== DATA SHOWN ==

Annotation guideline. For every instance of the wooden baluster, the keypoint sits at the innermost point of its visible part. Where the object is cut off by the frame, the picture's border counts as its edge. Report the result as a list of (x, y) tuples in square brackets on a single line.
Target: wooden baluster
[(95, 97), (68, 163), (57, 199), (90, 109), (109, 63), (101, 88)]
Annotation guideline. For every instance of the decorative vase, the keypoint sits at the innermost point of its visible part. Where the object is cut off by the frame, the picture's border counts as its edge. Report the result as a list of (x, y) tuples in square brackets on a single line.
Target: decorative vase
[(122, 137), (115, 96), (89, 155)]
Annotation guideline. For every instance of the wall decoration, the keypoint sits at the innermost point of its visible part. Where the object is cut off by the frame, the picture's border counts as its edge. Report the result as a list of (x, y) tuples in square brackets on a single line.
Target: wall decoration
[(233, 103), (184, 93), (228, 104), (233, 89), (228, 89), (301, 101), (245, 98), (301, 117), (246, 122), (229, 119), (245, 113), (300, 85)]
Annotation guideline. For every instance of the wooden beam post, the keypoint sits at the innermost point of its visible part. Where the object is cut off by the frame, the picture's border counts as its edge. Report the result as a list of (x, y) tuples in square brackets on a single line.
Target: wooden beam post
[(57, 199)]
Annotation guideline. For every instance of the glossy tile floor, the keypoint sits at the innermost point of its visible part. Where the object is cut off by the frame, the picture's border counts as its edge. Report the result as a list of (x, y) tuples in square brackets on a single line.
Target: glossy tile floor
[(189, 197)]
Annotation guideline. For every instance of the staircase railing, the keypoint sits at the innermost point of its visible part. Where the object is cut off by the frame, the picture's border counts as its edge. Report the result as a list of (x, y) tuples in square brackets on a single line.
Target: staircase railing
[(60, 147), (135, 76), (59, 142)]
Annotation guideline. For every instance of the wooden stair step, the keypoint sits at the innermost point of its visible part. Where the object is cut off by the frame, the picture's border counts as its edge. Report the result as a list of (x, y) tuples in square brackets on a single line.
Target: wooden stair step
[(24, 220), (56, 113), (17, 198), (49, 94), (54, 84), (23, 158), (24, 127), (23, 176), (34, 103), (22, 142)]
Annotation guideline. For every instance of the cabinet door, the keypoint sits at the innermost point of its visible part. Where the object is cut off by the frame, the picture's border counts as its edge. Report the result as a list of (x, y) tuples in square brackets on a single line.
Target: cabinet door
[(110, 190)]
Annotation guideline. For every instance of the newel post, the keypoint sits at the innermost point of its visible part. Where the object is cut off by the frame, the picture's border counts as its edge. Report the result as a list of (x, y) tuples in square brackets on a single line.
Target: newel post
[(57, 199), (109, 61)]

===
== DATA SHOWN ==

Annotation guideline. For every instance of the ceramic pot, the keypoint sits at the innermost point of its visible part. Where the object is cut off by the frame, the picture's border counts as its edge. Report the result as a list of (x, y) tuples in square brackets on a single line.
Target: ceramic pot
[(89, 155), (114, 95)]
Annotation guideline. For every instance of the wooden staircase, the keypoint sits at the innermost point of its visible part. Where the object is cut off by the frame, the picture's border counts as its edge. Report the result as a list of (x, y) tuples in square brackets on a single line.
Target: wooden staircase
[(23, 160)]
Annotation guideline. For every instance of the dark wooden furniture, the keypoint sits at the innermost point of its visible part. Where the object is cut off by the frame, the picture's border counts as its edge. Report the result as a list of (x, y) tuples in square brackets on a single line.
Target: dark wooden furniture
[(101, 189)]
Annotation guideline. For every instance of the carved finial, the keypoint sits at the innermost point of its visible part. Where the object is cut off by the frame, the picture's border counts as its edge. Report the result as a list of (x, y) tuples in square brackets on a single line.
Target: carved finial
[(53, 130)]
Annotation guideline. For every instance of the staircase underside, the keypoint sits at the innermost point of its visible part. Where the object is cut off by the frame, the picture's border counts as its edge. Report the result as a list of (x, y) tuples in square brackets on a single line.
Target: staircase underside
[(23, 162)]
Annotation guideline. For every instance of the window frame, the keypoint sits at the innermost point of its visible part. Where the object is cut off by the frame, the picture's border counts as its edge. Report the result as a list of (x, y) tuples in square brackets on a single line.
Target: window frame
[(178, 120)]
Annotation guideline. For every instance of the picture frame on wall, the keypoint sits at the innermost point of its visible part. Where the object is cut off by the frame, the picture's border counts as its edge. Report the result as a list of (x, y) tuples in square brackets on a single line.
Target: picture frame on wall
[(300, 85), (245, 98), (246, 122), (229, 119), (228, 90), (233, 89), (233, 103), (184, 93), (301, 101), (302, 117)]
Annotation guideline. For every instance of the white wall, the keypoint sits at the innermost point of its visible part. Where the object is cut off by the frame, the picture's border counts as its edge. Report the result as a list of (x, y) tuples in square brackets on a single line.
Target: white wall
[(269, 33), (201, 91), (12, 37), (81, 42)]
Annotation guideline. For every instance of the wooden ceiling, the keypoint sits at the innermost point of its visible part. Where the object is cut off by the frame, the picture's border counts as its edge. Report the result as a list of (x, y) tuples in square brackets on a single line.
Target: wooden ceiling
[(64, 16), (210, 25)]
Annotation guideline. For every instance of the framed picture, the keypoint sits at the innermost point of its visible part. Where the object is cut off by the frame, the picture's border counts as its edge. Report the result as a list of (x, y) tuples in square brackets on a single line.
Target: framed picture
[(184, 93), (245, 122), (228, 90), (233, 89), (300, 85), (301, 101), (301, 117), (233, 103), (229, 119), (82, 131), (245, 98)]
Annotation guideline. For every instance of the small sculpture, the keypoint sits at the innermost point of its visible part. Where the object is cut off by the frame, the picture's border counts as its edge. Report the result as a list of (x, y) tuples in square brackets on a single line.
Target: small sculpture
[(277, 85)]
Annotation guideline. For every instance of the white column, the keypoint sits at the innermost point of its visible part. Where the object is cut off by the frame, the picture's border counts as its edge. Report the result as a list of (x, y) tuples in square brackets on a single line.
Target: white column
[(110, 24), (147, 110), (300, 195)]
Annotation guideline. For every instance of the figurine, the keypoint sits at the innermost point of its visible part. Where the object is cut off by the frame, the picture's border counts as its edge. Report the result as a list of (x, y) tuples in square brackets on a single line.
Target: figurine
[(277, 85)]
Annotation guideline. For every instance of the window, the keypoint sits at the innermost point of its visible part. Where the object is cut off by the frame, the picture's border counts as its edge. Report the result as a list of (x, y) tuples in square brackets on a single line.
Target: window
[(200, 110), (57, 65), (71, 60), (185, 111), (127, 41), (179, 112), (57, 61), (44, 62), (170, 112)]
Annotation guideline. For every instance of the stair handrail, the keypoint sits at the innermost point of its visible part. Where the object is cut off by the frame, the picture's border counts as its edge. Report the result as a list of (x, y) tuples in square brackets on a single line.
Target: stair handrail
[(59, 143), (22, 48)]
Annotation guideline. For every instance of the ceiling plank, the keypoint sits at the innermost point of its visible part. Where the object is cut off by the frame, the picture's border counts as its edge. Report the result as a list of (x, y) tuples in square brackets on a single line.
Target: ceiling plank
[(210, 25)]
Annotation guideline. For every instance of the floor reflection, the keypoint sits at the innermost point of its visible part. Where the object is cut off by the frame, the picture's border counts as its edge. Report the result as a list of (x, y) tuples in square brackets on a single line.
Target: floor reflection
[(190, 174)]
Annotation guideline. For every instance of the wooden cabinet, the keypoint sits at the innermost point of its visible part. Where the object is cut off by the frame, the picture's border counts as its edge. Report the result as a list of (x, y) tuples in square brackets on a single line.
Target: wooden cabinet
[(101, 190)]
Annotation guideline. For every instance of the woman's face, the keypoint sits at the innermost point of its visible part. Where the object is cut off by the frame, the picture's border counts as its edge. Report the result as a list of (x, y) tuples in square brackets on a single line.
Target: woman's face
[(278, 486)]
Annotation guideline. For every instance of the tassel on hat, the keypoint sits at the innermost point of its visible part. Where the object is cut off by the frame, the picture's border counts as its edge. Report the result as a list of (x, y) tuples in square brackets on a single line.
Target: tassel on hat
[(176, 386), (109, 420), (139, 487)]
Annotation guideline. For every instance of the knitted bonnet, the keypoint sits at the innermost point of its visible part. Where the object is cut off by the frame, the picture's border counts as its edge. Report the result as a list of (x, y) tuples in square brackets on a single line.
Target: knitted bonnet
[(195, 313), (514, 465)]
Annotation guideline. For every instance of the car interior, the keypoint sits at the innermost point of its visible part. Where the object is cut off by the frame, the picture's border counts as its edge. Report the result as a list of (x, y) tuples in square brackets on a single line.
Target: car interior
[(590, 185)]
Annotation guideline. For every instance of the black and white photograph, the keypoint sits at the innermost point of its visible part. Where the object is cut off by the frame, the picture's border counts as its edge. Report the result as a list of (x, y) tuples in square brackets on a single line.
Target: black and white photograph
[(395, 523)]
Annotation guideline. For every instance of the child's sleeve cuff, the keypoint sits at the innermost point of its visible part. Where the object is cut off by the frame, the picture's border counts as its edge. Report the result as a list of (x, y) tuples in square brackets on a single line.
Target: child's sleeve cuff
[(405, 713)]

===

**EXERCISE BRIEF**.
Rewrite the lines starting with the line that contains "Annotation guideline. For every instance of the picture" and going on through the line that contains "[(64, 16), (210, 25)]", and shift every keypoint coordinate in the answers by -76.

**TASK RESULT**.
Annotation guideline. For every instance of the picture frame on wall, the keypoint sits at the innermost point of its visible part. Where the object is cut off by the frame, the picture's border counts as its edge. Report the result as a list of (x, y) tuples in square brackets on a single line.
Target: picture frame on wall
[(224, 9), (169, 22), (170, 46), (153, 43), (152, 14), (157, 13), (157, 27), (108, 17), (225, 25), (226, 41)]
Annotation guideline. For every instance of the white wall, the keypoint sits at the innermost point of its visible part. Where the object is cut off by the frame, the picture's border counts as its edge. Report the result as a list of (x, y) tuples in square brackets on a single line.
Target: white wall
[(193, -43), (125, 15), (-64, -39), (5, -34)]
Annotation guideline. For every instance of the wooden ceiling, the keypoint sits at the innermost point of its visible part. Where the object is cut off by the frame, the picture's border counts as its edge. Report the result as a list of (x, y) tuples in square brackets on a single line.
Target: wooden ceiling
[(-12, -60), (134, -51)]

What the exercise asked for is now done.